▶ _What is expected_:
Write out the data again from its start through the line containing "[(170, 99)]", requests included, and shift every coordinate in the recorded points by adding 65 to it. Leave the pictures out of your answer.

▶ _Extracted data_:
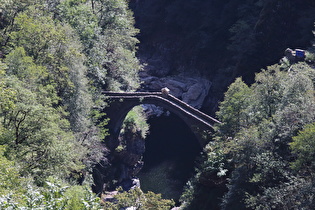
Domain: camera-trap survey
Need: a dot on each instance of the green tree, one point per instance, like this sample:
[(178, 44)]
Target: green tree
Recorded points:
[(232, 110), (303, 148)]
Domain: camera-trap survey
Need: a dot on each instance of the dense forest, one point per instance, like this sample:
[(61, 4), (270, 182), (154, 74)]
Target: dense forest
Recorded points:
[(57, 57)]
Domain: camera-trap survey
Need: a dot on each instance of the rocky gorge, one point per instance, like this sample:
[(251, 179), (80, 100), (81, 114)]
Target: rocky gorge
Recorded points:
[(196, 49)]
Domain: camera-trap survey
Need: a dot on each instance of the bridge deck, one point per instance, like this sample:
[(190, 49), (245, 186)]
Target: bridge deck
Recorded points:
[(170, 99)]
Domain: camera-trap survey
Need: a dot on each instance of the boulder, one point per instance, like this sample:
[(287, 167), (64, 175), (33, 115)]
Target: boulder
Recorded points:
[(191, 89)]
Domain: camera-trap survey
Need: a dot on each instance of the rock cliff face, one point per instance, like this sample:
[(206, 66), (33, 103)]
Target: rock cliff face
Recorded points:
[(189, 88), (219, 40)]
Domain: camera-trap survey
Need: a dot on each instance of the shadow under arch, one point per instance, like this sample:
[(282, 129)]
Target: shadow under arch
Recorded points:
[(169, 159), (121, 103)]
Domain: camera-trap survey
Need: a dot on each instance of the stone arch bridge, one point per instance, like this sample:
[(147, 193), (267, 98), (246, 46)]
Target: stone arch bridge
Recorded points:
[(120, 103)]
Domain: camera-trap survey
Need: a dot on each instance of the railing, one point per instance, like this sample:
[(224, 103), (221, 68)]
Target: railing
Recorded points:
[(168, 98)]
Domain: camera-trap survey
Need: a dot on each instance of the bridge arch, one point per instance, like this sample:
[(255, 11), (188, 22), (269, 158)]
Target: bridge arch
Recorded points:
[(121, 103)]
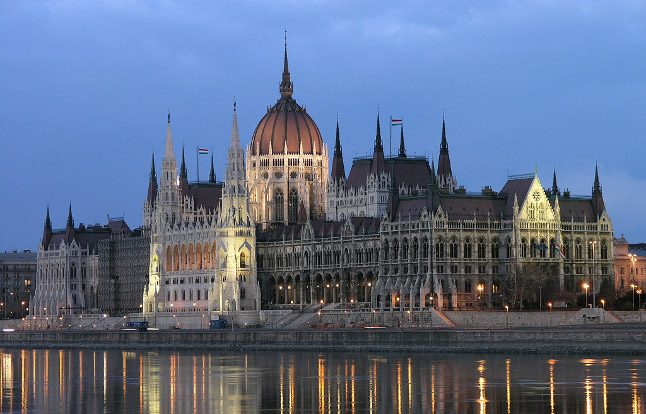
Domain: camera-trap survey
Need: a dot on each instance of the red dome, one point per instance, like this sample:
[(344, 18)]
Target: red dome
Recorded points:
[(286, 122)]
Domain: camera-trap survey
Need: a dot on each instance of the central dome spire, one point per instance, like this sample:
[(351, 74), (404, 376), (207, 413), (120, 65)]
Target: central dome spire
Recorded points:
[(286, 85)]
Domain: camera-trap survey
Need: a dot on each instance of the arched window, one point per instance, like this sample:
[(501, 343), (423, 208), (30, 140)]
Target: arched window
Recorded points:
[(482, 249), (467, 248), (542, 249), (439, 248), (578, 249), (523, 248), (591, 250), (293, 206), (279, 201), (604, 249), (494, 249)]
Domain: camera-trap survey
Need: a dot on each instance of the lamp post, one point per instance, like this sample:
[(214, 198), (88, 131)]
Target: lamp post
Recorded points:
[(593, 243), (550, 305), (480, 289)]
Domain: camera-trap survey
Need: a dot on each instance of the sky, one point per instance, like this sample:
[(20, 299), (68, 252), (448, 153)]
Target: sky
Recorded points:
[(85, 88)]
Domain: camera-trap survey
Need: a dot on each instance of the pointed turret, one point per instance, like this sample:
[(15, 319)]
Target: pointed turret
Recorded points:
[(302, 214), (597, 197), (555, 188), (212, 173), (596, 187), (152, 184), (444, 173), (168, 149), (47, 231), (69, 229), (402, 148), (183, 178), (235, 161), (378, 160), (338, 170), (286, 85)]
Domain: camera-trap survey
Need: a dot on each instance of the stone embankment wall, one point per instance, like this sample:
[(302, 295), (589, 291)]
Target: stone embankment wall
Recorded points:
[(531, 318), (616, 339)]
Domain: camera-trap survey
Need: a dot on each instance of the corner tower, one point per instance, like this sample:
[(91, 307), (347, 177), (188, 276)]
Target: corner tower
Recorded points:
[(287, 161)]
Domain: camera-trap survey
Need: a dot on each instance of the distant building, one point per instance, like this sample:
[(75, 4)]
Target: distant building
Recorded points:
[(630, 265), (67, 267), (123, 270), (18, 279)]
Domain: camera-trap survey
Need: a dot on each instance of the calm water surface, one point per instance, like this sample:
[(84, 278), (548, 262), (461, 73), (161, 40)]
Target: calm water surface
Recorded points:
[(53, 381)]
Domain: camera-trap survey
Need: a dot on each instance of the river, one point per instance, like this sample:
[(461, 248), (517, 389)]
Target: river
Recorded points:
[(91, 381)]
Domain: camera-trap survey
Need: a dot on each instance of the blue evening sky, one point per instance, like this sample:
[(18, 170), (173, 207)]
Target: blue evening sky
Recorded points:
[(85, 86)]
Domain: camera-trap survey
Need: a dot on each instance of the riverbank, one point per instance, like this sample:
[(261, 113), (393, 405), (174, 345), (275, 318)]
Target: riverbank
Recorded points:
[(616, 340)]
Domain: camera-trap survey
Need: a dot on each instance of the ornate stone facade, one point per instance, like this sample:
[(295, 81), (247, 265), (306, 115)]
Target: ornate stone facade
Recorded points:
[(202, 257)]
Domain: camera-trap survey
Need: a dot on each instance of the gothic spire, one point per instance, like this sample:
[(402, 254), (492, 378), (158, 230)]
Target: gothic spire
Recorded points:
[(597, 197), (596, 188), (338, 170), (235, 161), (212, 173), (69, 229), (152, 185), (444, 146), (378, 160), (402, 148), (379, 146), (286, 85), (444, 173), (182, 170), (47, 231), (168, 150), (153, 175)]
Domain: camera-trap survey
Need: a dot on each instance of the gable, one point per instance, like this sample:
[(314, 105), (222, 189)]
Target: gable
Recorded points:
[(536, 206)]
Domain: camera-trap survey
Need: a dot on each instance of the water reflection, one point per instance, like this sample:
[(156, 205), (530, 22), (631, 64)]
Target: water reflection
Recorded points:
[(226, 382)]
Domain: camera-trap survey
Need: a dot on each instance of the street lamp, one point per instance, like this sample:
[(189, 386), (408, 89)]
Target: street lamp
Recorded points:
[(480, 289), (550, 305)]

▶ _Expected answer_:
Domain: camera-trap survey
Need: a dot on each instance of the green tree, one point per instance, like this sample:
[(178, 44)]
Target: green tree
Recorded points:
[(297, 175), (368, 213)]
Domain: camera-trap survey
Need: a dot on each instance of the dense forest, one point per instance, like this sample:
[(61, 4), (270, 182), (154, 74)]
Target: dense forest
Recorded points:
[(122, 122)]
Domain: camera-trap survey
Need: a dot on each instance of the rocky gorge, one point per instance, like this sample:
[(251, 179), (80, 100), (81, 114)]
Target: rocky gorge
Recorded points:
[(261, 114)]
Domain: camera-trap survey
Need: a dot on each instance of the bridge deck, one point per instance, like this sample:
[(190, 49), (245, 186)]
Target: bridge deck
Recorded points:
[(235, 164)]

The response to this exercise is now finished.